09 Ocak 2022 17:36

Sermayenin kâr hırsı halk sağlığını tehdit ediyor

Raporlarda sermaye sınıfının karbon salınımında büyük bir payı olduğu vurgulanıyor. Peki bu durum bizim hayatımızı nasıl etkiliyor ve neleri değiştiriyor?

Kaynak:Unsplash

Paylaş

Selin KURŞUN

Melisa GÖNEN

İzmir

 

Tarihte ilk kez bir hastaya iklim değişikliği tanısı konuldu. Dr. Kyle Merritt, ilk kez iklim değişikliğini bir acı nedeni olarak yazdığını belirterek “Altta yatan nedene bakmıyorsak ve sadece semptomları tedavi ediyorsak, giderek daha da geride kalacağız” dedi. Giderek artan etkileriyle iklim değişikliği; sıcaklık dalgaları, kuraklık, yangın gibi olaylarla kendini gösteriyor. Bilim insanları yaptıkları araştırmalarla iklim değişikliğinin insan sağlığı üzerinde nasıl etkilere neden olduğunu araştırıyor. İnsan eylemlerinin neden olduğu bu olgu her geçen gün daha fazla insanı etkiliyor. Ancak iklim değişikliğinde yaptıkları eylemler nedeniyle sorumluluğu daha fazla olanlar, iklim değişikliğinin sonuçlarından sorumluluğu daha az olanlar kadar etkilenmiyor. Oxfam ve Stockholm Çevre Enstitüsü’nün yeni raporu, dünya nüfusunun en zengin %1’inin, 1990’dan 2015’e kadar dünyanın yoksul %50’sinin iki katından fazla karbondioksit salınımından sorumlu olduğunu gösteriyor. Raporda zenginlerin, özellikle lüks ulaşım tercihlerinin karbon salınımında büyük bir payı olduğu vurgulanıyor. Peki bu durum bizim hayatımızı nasıl etkiliyor ve neleri değiştiriyor?

▶ [Sağlanan Veriler]
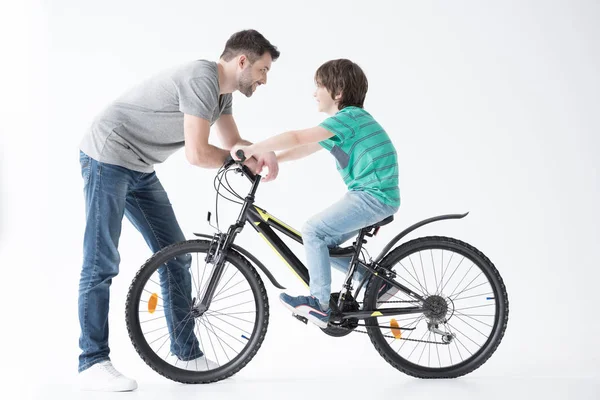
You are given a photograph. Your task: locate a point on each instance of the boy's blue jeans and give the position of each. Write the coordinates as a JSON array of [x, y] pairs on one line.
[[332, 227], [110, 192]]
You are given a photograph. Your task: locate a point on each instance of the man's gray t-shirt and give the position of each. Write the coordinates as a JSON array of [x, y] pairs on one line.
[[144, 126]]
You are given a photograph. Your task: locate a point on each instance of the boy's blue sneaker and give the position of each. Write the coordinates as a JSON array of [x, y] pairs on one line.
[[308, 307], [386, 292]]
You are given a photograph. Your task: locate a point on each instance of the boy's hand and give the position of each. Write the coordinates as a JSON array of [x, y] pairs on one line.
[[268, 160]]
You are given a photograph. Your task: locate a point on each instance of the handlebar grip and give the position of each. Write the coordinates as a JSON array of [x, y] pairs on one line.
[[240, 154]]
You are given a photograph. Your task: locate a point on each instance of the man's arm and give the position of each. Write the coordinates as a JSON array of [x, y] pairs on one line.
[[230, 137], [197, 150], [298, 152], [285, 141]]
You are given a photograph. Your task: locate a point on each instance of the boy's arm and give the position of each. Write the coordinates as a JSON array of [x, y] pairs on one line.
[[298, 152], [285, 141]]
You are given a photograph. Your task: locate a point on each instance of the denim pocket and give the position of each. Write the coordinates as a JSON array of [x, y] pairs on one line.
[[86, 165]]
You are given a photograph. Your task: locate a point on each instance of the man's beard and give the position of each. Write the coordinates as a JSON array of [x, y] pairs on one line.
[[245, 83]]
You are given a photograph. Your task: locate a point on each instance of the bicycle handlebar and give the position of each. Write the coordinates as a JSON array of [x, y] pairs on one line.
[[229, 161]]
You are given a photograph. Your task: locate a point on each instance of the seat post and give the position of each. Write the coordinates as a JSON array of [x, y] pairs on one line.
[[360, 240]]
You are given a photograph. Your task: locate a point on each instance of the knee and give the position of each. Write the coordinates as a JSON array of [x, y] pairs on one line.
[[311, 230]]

▶ [Çalışma Yönergesi] Yukarıdaki iklim değişikliği ve halk sağlığı konulu yazıyı hiçbir değişiklik yapmadan baştan sona yeniden yazın.

▶ [Görevin Sonucu]
09 Ocak 2022 17:36

Sermayenin kâr hırsı halk sağlığını tehdit ediyor

Raporlarda sermaye sınıfının karbon salınımında büyük bir payı olduğu vurgulanıyor. Peki bu durum bizim hayatımızı nasıl etkiliyor ve neleri değiştiriyor?

Kaynak:Unsplash

Paylaş

Selin KURŞUN

Melisa GÖNEN

İzmir

 

Tarihte ilk kez bir hastaya iklim değişikliği tanısı konuldu. Dr. Kyle Merritt, ilk kez iklim değişikliğini bir acı nedeni olarak yazdığını belirterek “Altta yatan nedene bakmıyorsak ve sadece semptomları tedavi ediyorsak, giderek daha da geride kalacağız” dedi. Giderek artan etkileriyle iklim değişikliği; sıcaklık dalgaları, kuraklık, yangın gibi olaylarla kendini gösteriyor. Bilim insanları yaptıkları araştırmalarla iklim değişikliğinin insan sağlığı üzerinde nasıl etkilere neden olduğunu araştırıyor. İnsan eylemlerinin neden olduğu bu olgu her geçen gün daha fazla insanı etkiliyor. Ancak iklim değişikliğinde yaptıkları eylemler nedeniyle sorumluluğu daha fazla olanlar, iklim değişikliğinin sonuçlarından sorumluluğu daha az olanlar kadar etkilenmiyor. Oxfam ve Stockholm Çevre Enstitüsü’nün yeni raporu, dünya nüfusunun en zengin %1’inin, 1990’dan 2015’e kadar dünyanın yoksul %50’sinin iki katından fazla karbondioksit salınımından sorumlu olduğunu gösteriyor. Raporda zenginlerin, özellikle lüks ulaşım tercihlerinin karbon salınımında büyük bir payı olduğu vurgulanıyor. Peki bu durum bizim hayatımızı nasıl etkiliyor ve neleri değiştiriyor?